>> Start The input

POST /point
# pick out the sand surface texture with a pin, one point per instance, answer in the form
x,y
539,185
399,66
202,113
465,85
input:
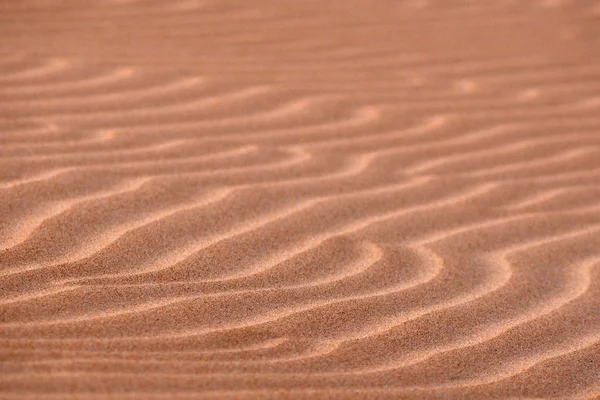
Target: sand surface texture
x,y
299,199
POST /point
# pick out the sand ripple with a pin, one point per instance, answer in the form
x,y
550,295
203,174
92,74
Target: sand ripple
x,y
326,215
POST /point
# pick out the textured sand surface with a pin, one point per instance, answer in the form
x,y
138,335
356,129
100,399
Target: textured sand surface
x,y
299,199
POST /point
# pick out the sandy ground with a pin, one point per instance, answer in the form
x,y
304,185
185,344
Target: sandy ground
x,y
299,199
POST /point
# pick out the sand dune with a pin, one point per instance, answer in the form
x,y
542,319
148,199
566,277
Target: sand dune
x,y
234,199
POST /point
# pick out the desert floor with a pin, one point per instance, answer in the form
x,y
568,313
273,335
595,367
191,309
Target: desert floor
x,y
299,199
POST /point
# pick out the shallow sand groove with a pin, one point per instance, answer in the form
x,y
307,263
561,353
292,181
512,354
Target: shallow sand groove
x,y
308,199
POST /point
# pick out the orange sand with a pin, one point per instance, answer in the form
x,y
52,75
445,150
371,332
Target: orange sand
x,y
299,199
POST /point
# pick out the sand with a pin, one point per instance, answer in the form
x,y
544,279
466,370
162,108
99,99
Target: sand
x,y
299,199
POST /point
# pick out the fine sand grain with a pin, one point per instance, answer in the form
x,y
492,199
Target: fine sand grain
x,y
328,199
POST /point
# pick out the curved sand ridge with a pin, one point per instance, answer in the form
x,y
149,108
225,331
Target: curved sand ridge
x,y
336,220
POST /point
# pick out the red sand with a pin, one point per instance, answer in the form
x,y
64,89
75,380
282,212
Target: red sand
x,y
299,199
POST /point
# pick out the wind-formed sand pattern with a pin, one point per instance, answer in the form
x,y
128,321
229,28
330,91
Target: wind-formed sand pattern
x,y
299,199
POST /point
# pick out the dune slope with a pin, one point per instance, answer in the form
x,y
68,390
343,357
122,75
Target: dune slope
x,y
309,199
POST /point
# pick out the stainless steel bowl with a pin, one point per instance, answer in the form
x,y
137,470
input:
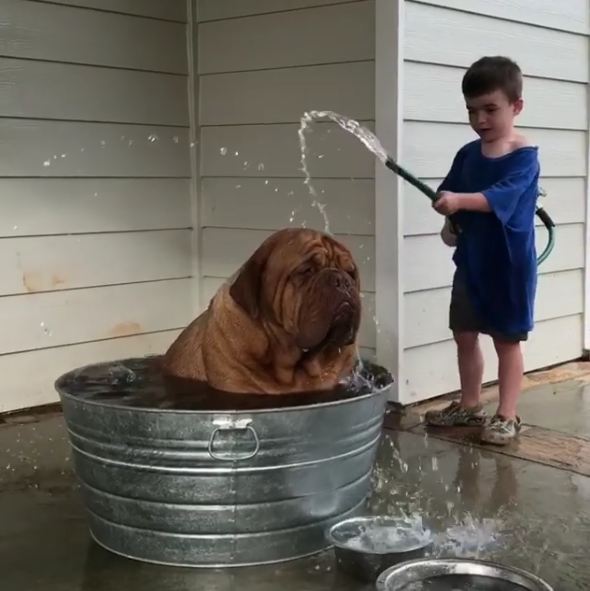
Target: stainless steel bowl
x,y
363,550
454,573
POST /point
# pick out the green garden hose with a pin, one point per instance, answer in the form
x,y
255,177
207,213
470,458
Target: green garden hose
x,y
431,194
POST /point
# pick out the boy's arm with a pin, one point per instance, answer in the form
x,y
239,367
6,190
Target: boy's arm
x,y
500,199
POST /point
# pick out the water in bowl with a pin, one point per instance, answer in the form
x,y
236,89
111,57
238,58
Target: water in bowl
x,y
463,583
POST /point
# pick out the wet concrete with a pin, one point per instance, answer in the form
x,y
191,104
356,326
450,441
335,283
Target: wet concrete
x,y
479,502
564,407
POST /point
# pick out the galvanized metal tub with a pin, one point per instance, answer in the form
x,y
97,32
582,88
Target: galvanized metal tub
x,y
210,488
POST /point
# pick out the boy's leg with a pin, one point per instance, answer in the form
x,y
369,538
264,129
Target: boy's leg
x,y
505,425
471,366
468,411
510,372
465,326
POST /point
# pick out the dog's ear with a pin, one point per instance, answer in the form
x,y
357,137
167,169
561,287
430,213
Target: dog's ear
x,y
246,290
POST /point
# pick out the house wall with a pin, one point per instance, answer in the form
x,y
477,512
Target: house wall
x,y
94,177
261,65
550,43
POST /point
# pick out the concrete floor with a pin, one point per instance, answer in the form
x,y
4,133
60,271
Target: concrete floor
x,y
480,502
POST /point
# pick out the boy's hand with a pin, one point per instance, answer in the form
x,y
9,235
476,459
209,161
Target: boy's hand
x,y
447,203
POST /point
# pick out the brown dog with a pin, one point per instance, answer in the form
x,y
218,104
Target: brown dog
x,y
287,323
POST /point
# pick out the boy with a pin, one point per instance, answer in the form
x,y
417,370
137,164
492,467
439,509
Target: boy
x,y
490,193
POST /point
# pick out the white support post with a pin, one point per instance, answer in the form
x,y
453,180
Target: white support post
x,y
388,189
194,133
586,302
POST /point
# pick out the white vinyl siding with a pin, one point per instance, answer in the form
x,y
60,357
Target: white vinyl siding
x,y
94,176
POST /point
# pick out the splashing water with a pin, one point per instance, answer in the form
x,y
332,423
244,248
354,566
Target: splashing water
x,y
368,138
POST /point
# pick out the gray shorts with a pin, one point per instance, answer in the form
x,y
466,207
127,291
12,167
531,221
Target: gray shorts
x,y
464,318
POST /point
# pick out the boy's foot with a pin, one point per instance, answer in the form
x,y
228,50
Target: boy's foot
x,y
500,431
456,415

>> End The input

### What to do
Locate every line in the data above that contains the string "groove" and copy each one. Only matches with the same capitalization count.

### Output of the exercise
# pick out the shallow sand groove with a pin, one point per instance, answer in the form
Target: shallow sand groove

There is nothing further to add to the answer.